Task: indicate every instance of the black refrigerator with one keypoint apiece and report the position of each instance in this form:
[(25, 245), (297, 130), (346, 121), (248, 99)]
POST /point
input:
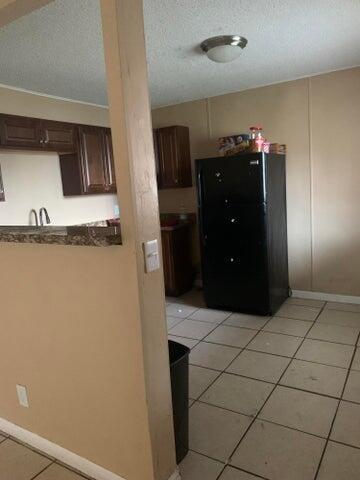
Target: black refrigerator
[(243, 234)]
☆ ☆ ☆
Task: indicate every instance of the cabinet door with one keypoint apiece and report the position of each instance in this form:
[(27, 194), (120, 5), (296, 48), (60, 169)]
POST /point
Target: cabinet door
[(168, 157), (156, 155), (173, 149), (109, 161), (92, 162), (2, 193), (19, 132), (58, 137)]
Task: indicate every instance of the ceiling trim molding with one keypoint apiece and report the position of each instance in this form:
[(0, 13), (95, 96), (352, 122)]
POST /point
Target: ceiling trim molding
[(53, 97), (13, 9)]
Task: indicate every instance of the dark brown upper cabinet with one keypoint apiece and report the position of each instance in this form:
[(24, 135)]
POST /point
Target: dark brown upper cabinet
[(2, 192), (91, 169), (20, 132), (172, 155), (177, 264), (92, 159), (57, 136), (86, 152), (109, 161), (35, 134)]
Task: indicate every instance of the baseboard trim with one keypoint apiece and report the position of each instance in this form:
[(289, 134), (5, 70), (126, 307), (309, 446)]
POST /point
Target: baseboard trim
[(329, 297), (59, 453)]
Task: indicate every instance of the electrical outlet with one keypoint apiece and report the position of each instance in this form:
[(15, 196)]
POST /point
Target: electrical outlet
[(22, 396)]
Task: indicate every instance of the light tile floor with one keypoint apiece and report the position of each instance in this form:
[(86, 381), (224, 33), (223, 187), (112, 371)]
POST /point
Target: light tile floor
☆ ☆ ☆
Would you filter the records and copy each line that contains the word "light"?

- Answer to the exercise
Task: indicate every instance of the light tile floor with one keypoint apiece and report the position of each instance in this form:
Target: light tile floor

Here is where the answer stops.